• _DÉTAILS DE L’EXERCICE_: Modifiez le texte sur la messe en latin en recopiant tout ce qui va de «Traditionis custodes, qui» jusqu’à «catholique The Pillar.», avec «journal» à la place de «site».

• _TEXTE À LIRE_:
-------------------------
'Traditionis custodes' a ravivé les guerres liturgiques américaines
Deux ans après le motu proprio Traditionis custodes restreignant l’usage de la messe tridentine en latin, les diocèses des États-Unis continuent de s’adapter. Si de nombreux évêques ont développé des tactiques de contournement afin de laisser vivre l’ancienne liturgie, d’autres, à l’inverse, ont renforcé les obstacles et les interdits. Les divisions sur la liturgie recoupent globalement les oppositions plus ou moins affirmées au pape François.
Traditionis custodes, qui a abrogé la réforme liturgique Summorum pontificum du pape Benoît XVI, a introduit une restriction généralisée de ce que l’on appelait jusqu’alors la forme extraordinaire du rite romain, plus connue sous le nom de «messe tridentine» (Traditional Latin Mass ou TLM selon le terme américain). Lorsqu’il a été promulguée au cours de l’été 2021, de nombreux catholiques américains ont été surpris par l’ampleur de ses dispositions, perçues comme un retour en arrière sur l’héritage liturgique de Benoît XVI, rappelle le site catholique The Pillar.
Pour pouvoir célébrer selon le rite traditionnel, il faut désormais une autorisation épiscopale et sa célébration n’est en principe pas possible dans les églises paroissiales. Certains fidèles de la messe en latin ont exprimé leur déception et leur colère face à cette disposition, affirmant que de nombreux diocèses ne disposent pas d’alternatives appropriées aux églises paroissiales. Ce qui équivaudrait à leurs yeux à une interdiction totale, ressentie comme une nouvelle forme d’action punitive du pape François.
«Rien de nouveau sous le soleil»
-------------------------
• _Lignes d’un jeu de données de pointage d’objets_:
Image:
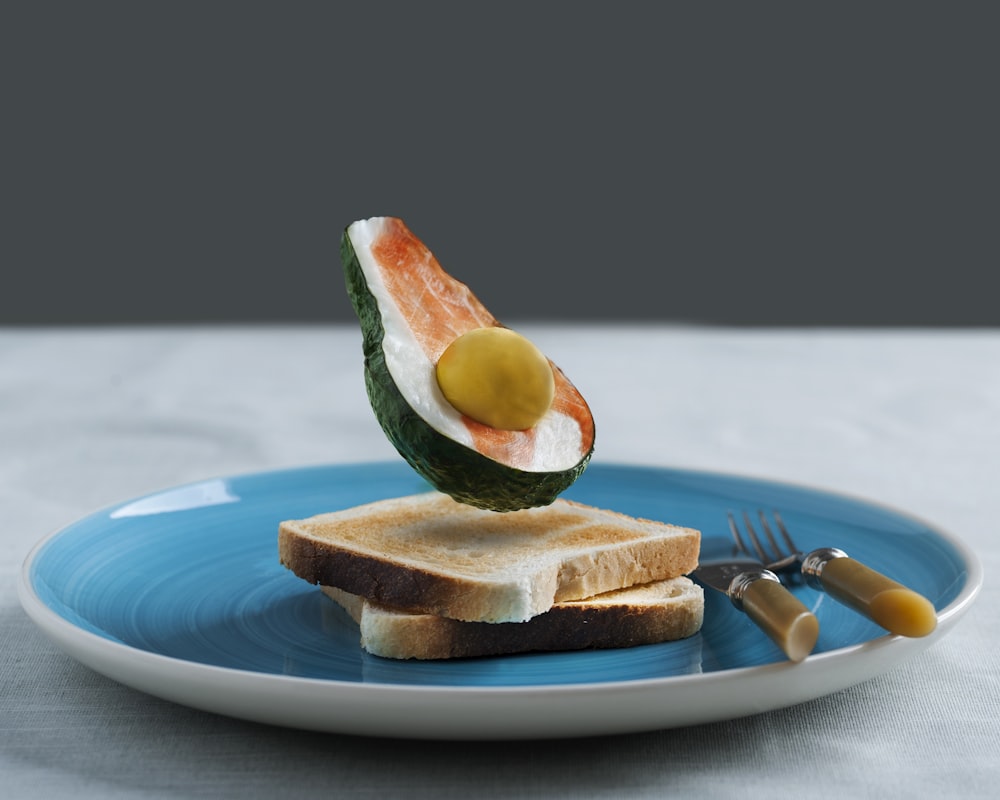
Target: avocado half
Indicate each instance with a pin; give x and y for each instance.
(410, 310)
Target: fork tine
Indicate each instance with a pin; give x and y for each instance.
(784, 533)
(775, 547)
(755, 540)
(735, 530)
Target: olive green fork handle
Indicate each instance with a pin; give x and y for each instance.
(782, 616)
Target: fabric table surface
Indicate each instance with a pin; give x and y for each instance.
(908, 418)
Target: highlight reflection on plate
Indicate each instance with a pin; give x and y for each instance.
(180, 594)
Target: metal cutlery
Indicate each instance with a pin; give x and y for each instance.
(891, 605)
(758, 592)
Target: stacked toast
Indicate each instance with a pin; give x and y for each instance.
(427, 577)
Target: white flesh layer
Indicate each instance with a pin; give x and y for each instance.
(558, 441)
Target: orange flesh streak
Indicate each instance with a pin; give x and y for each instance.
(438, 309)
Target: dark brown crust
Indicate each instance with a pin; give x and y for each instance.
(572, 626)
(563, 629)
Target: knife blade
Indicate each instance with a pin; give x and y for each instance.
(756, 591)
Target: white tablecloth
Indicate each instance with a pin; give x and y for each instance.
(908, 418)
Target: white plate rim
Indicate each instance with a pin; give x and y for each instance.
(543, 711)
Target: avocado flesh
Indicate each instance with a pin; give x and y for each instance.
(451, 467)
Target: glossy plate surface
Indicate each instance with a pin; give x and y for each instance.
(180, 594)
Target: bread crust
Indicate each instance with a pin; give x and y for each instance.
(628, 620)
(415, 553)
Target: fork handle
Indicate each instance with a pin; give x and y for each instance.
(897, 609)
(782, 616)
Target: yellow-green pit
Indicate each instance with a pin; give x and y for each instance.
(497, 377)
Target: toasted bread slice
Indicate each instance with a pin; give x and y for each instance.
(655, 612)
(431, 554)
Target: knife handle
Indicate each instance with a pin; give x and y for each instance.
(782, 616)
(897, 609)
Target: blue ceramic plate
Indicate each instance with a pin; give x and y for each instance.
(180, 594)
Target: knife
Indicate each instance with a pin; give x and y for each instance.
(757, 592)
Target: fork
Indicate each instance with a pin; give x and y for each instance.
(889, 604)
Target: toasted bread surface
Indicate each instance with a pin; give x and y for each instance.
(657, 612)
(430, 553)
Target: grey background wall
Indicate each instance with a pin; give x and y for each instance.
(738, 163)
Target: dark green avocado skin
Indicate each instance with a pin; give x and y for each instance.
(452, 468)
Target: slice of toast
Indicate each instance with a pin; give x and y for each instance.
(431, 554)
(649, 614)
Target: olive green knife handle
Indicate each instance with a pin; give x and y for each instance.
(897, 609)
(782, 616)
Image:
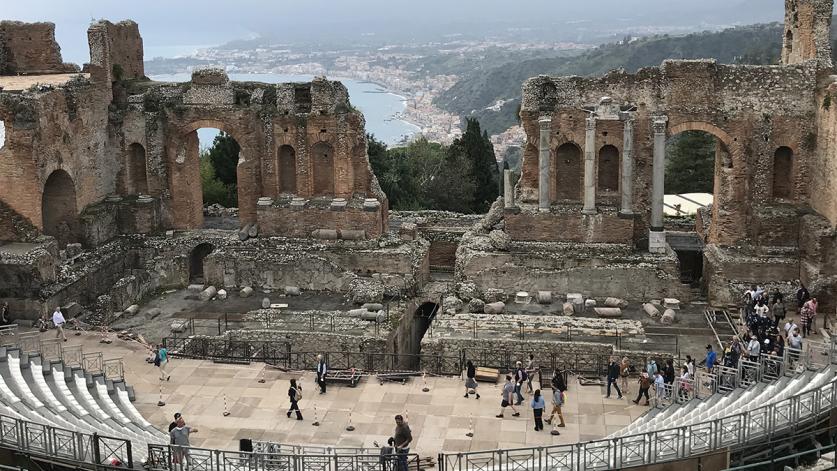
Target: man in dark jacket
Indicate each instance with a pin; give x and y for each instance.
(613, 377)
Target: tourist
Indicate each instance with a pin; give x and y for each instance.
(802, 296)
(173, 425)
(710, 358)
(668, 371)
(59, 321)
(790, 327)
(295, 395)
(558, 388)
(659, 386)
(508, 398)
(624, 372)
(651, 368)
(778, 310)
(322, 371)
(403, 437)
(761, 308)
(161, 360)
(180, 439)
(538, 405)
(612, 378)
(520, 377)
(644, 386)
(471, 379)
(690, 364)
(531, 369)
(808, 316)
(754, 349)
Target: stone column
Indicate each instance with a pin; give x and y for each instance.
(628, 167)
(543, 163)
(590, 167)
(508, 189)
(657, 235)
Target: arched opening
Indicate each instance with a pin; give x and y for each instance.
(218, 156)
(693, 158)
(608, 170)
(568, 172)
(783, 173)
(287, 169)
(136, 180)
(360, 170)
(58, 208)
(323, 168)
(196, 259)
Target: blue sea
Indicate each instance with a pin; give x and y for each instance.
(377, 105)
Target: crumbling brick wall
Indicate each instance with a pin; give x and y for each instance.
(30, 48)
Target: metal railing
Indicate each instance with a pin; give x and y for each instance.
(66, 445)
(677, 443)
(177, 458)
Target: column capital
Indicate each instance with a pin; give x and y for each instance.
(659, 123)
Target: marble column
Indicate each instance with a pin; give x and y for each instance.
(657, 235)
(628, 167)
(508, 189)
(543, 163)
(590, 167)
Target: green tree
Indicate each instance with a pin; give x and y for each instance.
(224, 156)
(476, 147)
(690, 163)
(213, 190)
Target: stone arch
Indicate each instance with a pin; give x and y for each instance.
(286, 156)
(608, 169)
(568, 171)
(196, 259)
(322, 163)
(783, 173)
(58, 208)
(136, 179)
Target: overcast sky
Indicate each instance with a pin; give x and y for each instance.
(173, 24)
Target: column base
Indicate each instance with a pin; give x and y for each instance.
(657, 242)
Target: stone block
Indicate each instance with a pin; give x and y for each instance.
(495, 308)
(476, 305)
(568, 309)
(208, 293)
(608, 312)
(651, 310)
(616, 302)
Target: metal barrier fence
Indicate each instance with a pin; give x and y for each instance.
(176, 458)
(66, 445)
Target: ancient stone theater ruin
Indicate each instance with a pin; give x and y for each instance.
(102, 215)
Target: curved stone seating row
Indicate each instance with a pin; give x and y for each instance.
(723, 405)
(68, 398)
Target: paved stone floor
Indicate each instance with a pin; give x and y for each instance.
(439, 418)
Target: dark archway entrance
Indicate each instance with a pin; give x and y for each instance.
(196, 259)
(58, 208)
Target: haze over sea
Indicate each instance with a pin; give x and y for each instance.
-------------------------
• _RÉSULTAT CI-DESSOUS_:
Traditionis custodes, qui a abrogé la réforme liturgique Summorum pontificum du pape Benoît XVI, a introduit une restriction généralisée de ce que l’on appelait jusqu’alors la forme extraordinaire du rite romain, plus connue sous le nom de «messe tridentine» (Traditional Latin Mass ou TLM selon le terme américain). Lorsqu’il a été promulguée au cours de l’été 2021, de nombreux catholiques américains ont été surpris par l’ampleur de ses dispositions, perçues comme un retour en arrière sur l’héritage liturgique de Benoît XVI, rappelle le journal catholique The Pillar.